■ INFORMATION PROVIDED ■
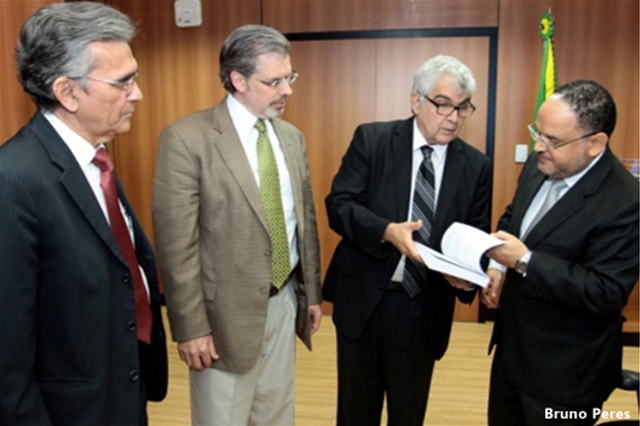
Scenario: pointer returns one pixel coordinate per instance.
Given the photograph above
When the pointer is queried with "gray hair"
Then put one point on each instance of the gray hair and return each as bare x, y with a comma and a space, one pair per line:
430, 72
593, 105
53, 43
242, 48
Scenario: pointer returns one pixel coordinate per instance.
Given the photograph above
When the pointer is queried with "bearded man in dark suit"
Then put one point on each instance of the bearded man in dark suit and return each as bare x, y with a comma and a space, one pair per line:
571, 267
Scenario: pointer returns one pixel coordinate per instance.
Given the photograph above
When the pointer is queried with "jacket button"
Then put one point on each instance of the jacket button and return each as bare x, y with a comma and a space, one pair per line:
134, 375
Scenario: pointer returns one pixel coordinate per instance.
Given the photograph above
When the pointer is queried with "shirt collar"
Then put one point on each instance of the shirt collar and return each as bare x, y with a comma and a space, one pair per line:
573, 179
81, 148
419, 141
243, 120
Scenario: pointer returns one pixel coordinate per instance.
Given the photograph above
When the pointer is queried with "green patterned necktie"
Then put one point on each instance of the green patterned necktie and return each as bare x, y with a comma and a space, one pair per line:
272, 203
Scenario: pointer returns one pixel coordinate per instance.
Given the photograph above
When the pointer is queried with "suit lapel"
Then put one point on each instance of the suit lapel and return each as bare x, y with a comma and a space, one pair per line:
232, 153
453, 170
292, 156
72, 178
531, 180
402, 159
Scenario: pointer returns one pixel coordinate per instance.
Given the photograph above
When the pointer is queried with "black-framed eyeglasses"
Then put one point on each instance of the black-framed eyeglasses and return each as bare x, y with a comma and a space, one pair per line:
277, 83
465, 109
125, 85
537, 136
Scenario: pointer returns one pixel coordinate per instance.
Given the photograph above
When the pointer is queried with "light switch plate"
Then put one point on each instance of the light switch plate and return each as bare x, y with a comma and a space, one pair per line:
188, 13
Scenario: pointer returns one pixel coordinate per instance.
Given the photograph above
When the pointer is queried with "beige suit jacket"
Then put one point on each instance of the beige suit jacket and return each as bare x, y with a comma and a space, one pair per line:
211, 237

■ WHAT YOU ARE ASKED TO DO ■
Write out the material above again, word for word, minus its pictures.

■ RESPONSE TO THIS EXERCISE ■
Scenario: pointer returns one pixel coordinate per instance.
Given the photograph above
When the pointer is queried with "gray hair"
Then put one point on each instance of the gray hair and return each as bare x, y with a comma and a space, one pair per line:
430, 72
593, 105
53, 43
242, 48
Scenario: pointer returns one pixel coordinate per instance.
Given the photograph above
When the pointer is queried with "bearded man in dark suit"
Then put one point on each instance of the bearded man in dark suit and return each as bare x, y with a comma and a space, one pair per line:
571, 267
Scenario: pointer returns one pixel coordinate per instance.
Given the photograph above
When the pointer is queried with "jacket button"
Then put one point on each instance of the jacket button and return each as bare x, y with a comma and a space, one pair per line:
134, 375
Scenario: pointer returns one pixel coordinate per instance.
Given the photograph above
When the pointer is queried with "shirt collar"
Then put one point on each instance of the shirt collar and return each as bare x, y with a comma and a space, one pair per line:
573, 179
81, 148
419, 141
243, 120
Scenario: pointer returns one pixel coordinate per instance.
Given the photograph above
When the pointer is queried with "green patterned necktie"
Then put one point on each instance of the green patterned necktie and return each as bare x, y with a comma and a space, one pair per line:
272, 203
Scenario: pointer returns one pixel coordinate per instance.
Given the photograph above
When the pointer is queried with "suit lapel"
Then put one point on each instance of the suit lapel and return each as bare x, y with a comma and a space, one pair per line:
232, 153
453, 170
292, 156
72, 178
531, 180
402, 159
Scenario: pointer returns one pixel coordinate per instance.
Given the photograph above
When the pointer is queried with "black-framed eyeglasses"
Then put one point on each instance of the black-framed eyeglasses and return each as bare x, y with a comma and a space, one pair per line:
277, 83
465, 109
125, 85
537, 136
Scenario: pointer returns one pixel coordinate per instance.
Given the photograph above
When the pointer is queried with "light switch plate"
Then put one point on each instance of the light switch plate and return each as bare x, y with a comma and a space, one pair per line:
188, 13
Scenario: pointer returns one pixel coordinate per instance.
Given the photograph above
When the pointer is queried with "beige suit jacket"
Then put one point on each instance of the beige suit jacket and return each as bare x, y with a comma and a space, one pair per line:
211, 237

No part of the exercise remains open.